> Exercise aim
Rewrite part of the material below, requests included, adding 43 to every coordinate in the answers. Begin at the line that has "of the grassy" and stop at the end of the material.

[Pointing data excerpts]
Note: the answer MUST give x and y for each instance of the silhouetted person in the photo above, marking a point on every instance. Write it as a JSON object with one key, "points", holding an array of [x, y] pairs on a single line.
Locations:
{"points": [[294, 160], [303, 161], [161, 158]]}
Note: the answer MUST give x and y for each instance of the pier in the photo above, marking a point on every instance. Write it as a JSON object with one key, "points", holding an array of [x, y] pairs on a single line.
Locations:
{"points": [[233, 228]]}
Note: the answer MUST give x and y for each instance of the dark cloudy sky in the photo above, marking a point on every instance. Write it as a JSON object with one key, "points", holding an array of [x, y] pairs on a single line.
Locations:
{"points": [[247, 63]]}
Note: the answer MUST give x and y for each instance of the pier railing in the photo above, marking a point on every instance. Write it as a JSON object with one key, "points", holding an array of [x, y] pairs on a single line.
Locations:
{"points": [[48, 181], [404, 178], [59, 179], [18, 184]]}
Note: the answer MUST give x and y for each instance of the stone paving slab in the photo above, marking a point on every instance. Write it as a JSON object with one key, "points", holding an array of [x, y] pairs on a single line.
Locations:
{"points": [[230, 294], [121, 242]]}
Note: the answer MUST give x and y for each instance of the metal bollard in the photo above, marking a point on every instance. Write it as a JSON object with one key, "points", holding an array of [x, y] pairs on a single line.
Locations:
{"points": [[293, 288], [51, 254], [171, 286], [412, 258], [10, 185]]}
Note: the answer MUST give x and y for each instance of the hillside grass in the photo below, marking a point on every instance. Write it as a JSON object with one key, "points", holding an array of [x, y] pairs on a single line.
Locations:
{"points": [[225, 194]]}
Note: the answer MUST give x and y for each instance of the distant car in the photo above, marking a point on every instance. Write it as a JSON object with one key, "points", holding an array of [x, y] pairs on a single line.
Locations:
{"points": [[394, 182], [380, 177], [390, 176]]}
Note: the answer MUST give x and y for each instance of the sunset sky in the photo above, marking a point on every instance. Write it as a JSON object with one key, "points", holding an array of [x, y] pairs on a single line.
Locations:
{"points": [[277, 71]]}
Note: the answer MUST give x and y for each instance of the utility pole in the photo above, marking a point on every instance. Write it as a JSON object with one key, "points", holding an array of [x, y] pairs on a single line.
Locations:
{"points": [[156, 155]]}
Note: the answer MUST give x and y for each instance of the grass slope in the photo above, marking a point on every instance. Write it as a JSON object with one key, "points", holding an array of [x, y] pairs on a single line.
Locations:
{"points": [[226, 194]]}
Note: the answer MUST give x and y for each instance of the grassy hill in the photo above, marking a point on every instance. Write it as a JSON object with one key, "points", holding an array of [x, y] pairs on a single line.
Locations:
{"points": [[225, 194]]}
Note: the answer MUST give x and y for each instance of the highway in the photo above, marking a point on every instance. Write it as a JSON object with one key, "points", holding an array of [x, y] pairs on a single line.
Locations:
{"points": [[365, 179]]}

> Written answer
Note: the answer MUST give x and y for each instance of the grassy hill in the photo above, marking a point on every instance. Write it as a JSON object with one key, "points", holding an array of [x, y] pairs on a single line.
Locations:
{"points": [[268, 237]]}
Note: the answer MUST give x and y for each instance of the highway in the photo above, marking a point on every instance. Write it as a JSON object with one key, "points", holding an array of [x, y] pairs on a single line.
Locations:
{"points": [[408, 222]]}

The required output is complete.